Data supplied start
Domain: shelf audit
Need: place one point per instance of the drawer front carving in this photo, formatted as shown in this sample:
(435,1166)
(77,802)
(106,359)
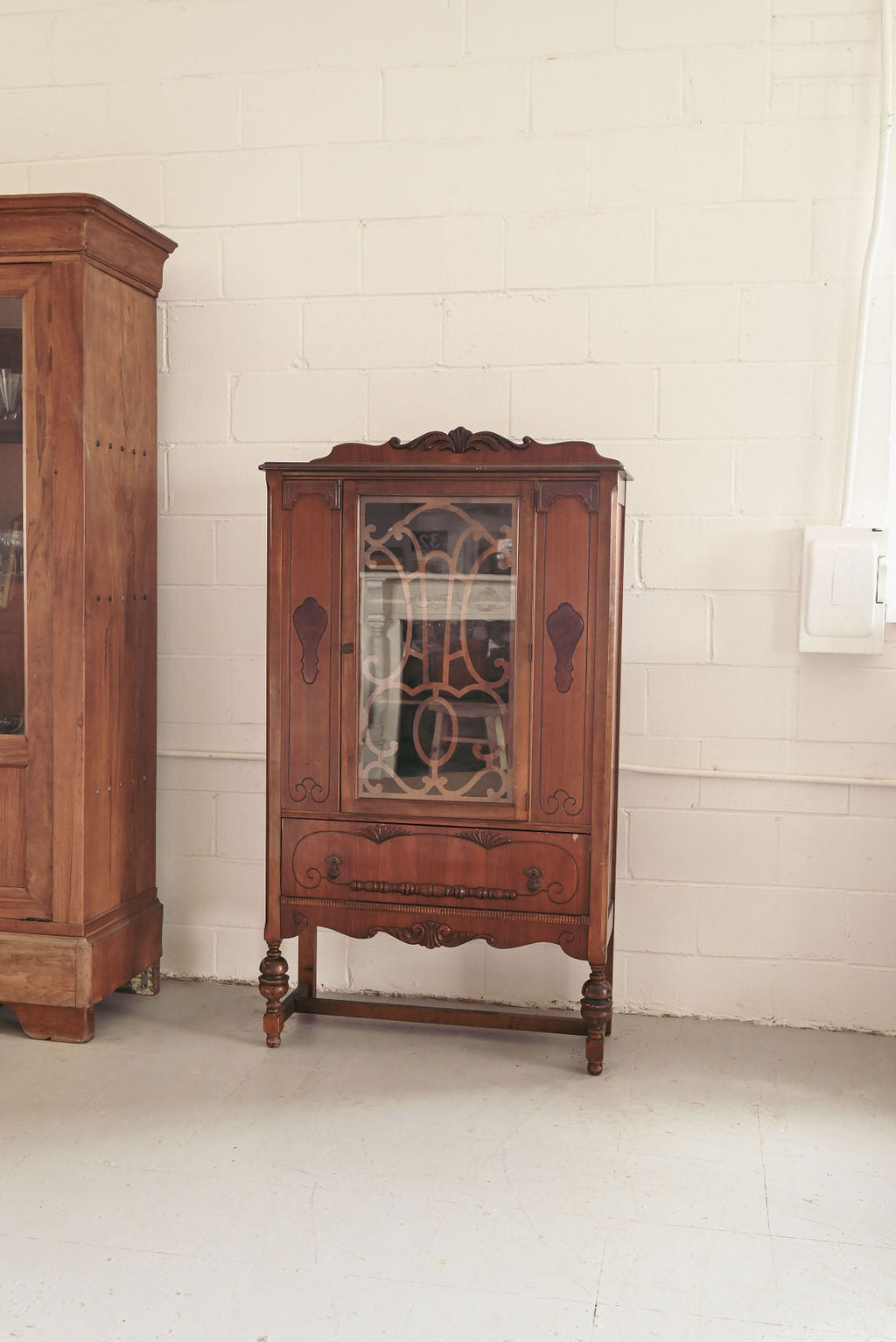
Data supplied end
Direction. Revise the rows above by replacing "drawer front carving" with "cabinet door handle" and reproduce them otherwise unchanged, omitting the pictures.

In response.
Domain: shelf audit
Need: place one point per instance of the cabinet door handle in this photo, formatted as shown in this sample:
(435,1166)
(77,802)
(106,359)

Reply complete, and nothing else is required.